* _Text segment_
"""
Siglecs come under the group of immunoglobulin-type (I-type) lectins present mainly on haemotopoetic cell lineages with a vast structural diversity in recognition of their ligands. Fourteen human and nine murine siglecs have been reported so far [6]. Siglec-3/CD33 group is the major group of siglecs with a high degree of interspecies sequence homology. Most of the siglecs contain immunoreceptor tyrosine-based inhibitory motif (ITIM) in the cytoplasmic domain. One of the exceptions is siglec-1 (CD169/sialoadhesin), which has an extended extracellular structure with no ITIM bearing motif in cytosolic region [7]. ITIM motif gets activated upon ligand binding to the siglec and recruits SH2-domain containing protein tyrosine phosphatase 1/2 (SHP-1/2) to carry out various signaling pathways [8].
"""
* _What to work on_
• a. According to the siglec passage, how many human and murine siglecs have been reported so far?
• b. Rewrite the siglec passage, everything from "Siglecs come under" down to "signaling pathways [8].", with "cytoplasmic domain" changed to "intracellular domain".
• c. Extend the passage on siglecs by continuing on from its last sentence.

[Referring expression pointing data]
"""
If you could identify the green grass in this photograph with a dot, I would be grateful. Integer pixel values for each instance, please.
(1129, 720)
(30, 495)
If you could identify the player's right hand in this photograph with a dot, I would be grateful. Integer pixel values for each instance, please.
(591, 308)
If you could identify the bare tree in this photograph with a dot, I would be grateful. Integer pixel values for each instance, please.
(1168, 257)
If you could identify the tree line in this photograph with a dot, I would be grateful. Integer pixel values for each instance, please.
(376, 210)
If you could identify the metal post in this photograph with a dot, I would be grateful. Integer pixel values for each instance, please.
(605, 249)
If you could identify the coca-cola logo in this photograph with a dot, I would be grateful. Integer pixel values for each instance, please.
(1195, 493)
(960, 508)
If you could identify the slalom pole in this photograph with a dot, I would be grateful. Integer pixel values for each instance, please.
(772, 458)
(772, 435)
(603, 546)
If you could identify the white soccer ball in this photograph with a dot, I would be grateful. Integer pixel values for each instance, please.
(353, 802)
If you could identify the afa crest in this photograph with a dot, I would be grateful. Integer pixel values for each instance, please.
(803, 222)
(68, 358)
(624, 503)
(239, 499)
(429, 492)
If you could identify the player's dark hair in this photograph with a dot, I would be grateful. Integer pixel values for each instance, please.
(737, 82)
"""
"""
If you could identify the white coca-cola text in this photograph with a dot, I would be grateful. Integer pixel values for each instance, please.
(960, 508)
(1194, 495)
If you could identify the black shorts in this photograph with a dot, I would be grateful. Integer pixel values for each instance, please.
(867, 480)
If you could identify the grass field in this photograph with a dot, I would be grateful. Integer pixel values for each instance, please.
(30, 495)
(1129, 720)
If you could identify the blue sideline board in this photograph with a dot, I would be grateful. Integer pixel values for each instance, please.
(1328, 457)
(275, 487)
"""
* _Exercise responses_
• a. Fourteen human and nine murine siglecs.

• b.
Siglecs come under the group of immunoglobulin-type (I-type) lectins present mainly on haemotopoetic cell lineages with a vast structural diversity in recognition of their ligands. Fourteen human and nine murine siglecs have been reported so far [6]. Siglec-3/CD33 group is the major group of siglecs with a high degree of interspecies sequence homology. Most of the siglecs contain immunoreceptor tyrosine-based inhibitory motif (ITIM) in the intracellular domain. One of the exceptions is siglec-1 (CD169/sialoadhesin), which has an extended extracellular structure with no ITIM bearing motif in cytosolic region [7]. ITIM motif gets activated upon ligand binding to the siglec and recruits SH2-domain containing protein tyrosine phosphatase 1/2 (SHP-1/2) to carry out various signaling pathways [8].

• c.
We have previously reported the presence of sialoglycans, especially 9-O-acetylated form of Sias both on promastigote and amastigote of Leishmania donovani [916]. Although the function of 9-O-acetylated Sias in entry and virulence of parasite was reported earlier, no systemic investigation on the role of sialic acids on dampening of host innate immune response by modulation of signaling pathways has been addressed properly. Macrophages are the safe house of this parasite. Sialic acids recognizing receptors (siglec-1 and siglec-5) are present in this immune cell. Hence the detailed study of the involvement of these siglecs in binding, phagocytosis, modulation of SHP-1 and downstream signaling pathways during Leishmania infection became worthwhile.

Our current findings established the involvement of sialic acids of L. donovani in siglec-1 mediated binding and phagocytosis in macrophages. Furthermore, we demonstrated altered downstream signaling pathways leading to suppression of effector functions of innate immune response specifically due to this Sias-siglec-5 interaction. Such in-depth comparative study between high Sias containing virulent strain AG83 (AG83+Sias) and sialidase treated AG83 (AG83-Sias) along with low Sias containing avirulent strain UR6 conclusively ascertain the important role of sialic acids in siglec-mediated interaction and altered immune regulation for establishment of successful infection.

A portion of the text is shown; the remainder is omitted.